## Page excerpt:
GEMINI: Model Description

GEMINI (Grassland Ecosystem Model with INdividual based Interactions) is a deterministic object-oriented simulation model. It runs in a robust, flexible and portable platform, named UNIF, developed in C++ (C++ Builder 6.0 under Windows for graphical version, and any GCC compliant platform for the command-line version) and is based on a unified numerical integrator. This platform allows the coupling of numerical models. A model is seen as a tree of modules, each having its own numerical integrator variables. These objects are referenced in runtime modifiable lists. A flexible graphical front-end using the VCL library of C++ Builder is generated from the tree of modules.

GEMINI consists of vegetation and soil submodels, coupled with environment and management modules.

Graphical front-end
showing the tree of modules.

Simulated architecture of F. arundinacea
and L. perenne tillers.

The vegetation model, named CANOPT (Soussana and Oliveira-Machado, 2000), is an individual-based model of the growth of mixed pasture species, which describes explicitly the shoot and root morphogenesis of plants and the competition for light and for inorganic N within a multi-layer canopy and soil. It consists of six modules:

  1. management options (grazing and/or cutting mode, N fertilizer supply);
  2. environment module, which calculates the microclimate and the inorganic N balance;
  3. plant growth and allocation module, which simulates the C and N balance and the allocation of growth to the shoot structures, leaf proteins and roots;
  4. shoot morphogenesis module, which computes the demography and the size of shoots and roots;
  5. competition module, which calculates radiation (PAR) and N partitioning among plant populations;
  6. animal module, which calculates the defoliation of each species at grazing and animal returns. The grazing time/bite has 3 components: a fixed prehension time, a mastication time and a time to sort between mixed plant populations.

## Source data:
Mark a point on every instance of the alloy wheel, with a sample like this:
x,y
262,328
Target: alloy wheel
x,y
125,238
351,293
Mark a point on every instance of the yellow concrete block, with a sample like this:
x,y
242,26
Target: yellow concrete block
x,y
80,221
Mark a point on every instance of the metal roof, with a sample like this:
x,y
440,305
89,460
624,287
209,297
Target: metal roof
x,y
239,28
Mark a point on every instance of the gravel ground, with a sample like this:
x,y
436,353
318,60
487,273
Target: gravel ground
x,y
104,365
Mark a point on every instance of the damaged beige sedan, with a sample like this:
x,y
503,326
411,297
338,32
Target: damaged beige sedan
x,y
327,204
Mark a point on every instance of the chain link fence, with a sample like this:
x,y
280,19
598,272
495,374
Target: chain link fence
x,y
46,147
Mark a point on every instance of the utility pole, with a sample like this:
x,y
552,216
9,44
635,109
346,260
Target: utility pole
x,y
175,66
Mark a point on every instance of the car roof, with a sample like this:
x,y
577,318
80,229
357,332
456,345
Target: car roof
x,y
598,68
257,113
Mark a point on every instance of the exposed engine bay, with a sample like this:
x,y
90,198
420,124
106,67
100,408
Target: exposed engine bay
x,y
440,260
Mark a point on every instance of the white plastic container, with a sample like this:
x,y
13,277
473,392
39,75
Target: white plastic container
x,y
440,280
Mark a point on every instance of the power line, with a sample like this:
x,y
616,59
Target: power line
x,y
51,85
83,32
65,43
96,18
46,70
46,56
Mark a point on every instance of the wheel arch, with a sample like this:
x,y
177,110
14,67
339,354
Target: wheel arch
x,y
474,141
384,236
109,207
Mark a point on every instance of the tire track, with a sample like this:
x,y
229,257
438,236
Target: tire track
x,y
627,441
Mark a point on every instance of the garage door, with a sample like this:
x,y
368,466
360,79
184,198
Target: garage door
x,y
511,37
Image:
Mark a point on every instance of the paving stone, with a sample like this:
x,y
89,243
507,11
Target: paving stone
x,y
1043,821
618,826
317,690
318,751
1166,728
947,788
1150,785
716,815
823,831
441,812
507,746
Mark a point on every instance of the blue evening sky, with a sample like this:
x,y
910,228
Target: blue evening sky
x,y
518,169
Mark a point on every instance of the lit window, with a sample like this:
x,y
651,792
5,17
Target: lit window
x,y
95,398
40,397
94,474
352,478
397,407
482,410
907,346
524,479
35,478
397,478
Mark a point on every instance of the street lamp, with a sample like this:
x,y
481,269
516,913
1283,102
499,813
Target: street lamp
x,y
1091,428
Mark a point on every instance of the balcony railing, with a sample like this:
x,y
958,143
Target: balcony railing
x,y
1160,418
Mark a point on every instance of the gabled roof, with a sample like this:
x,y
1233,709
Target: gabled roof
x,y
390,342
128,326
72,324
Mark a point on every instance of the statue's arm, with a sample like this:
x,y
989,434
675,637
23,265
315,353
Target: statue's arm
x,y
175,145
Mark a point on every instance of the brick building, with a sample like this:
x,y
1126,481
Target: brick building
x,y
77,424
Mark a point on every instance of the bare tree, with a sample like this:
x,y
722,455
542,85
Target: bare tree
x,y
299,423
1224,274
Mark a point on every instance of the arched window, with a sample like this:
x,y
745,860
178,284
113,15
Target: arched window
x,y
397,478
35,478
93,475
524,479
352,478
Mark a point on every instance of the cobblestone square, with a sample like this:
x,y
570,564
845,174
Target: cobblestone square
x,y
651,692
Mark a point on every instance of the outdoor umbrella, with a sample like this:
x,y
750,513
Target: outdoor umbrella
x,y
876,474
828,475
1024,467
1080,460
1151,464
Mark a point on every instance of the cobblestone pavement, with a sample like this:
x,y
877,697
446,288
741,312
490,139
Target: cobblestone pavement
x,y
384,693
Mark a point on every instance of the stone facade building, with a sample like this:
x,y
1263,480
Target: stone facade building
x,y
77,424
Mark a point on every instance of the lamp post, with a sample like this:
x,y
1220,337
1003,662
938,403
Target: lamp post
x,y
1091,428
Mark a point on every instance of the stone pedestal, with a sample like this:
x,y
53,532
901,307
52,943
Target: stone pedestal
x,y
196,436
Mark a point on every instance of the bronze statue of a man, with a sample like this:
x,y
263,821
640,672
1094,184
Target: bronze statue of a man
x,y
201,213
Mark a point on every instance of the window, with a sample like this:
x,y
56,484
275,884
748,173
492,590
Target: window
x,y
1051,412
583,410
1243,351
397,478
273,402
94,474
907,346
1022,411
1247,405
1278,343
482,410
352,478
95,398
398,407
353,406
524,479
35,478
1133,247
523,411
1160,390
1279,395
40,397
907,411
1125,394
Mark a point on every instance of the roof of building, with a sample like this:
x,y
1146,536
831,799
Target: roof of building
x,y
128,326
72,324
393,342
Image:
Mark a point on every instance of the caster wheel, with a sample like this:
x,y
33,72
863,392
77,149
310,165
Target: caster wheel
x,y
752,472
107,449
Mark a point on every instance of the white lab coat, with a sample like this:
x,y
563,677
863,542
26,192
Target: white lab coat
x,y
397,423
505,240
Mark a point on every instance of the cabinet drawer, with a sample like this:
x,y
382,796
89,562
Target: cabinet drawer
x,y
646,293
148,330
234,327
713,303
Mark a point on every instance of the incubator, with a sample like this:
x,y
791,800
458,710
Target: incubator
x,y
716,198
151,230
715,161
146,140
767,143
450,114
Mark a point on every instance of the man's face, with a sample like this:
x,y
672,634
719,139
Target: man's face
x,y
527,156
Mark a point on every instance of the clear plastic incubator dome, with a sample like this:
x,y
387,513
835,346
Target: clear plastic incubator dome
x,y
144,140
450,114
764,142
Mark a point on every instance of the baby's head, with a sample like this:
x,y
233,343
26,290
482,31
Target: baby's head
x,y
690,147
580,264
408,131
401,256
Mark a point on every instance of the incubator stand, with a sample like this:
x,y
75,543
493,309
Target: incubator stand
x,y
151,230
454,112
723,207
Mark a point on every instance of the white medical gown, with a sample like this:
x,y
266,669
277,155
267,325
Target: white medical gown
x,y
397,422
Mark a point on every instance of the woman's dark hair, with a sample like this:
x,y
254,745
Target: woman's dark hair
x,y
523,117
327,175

## Task requirements:
1. Name the six modules that make up the CANOPT vegetation model in the GEMINI model description.
2. Please carry on the GEMINI model description from the end of its last sentence.

## Response list:
1.
1. Management options
2. Environment module
3. Plant growth and allocation module
4. Shoot morphogenesis module
5. Competition module
6. Animal module

2.
The C-N soil model (named SOILOPT) describes the dynamics of 4 soil organic compartments, each with a fixed C:N ratio. Two functional microbial groups (e.g. bacteria and fungi) degrade respectively fresh litter and soil organic matter (FOM and SOM decomposers). The 2 microbial groups differ in their potential growth rate, type of substrate used for growth and mineral N requirements. This allows simulation of the energy limitation of SOM decomposers.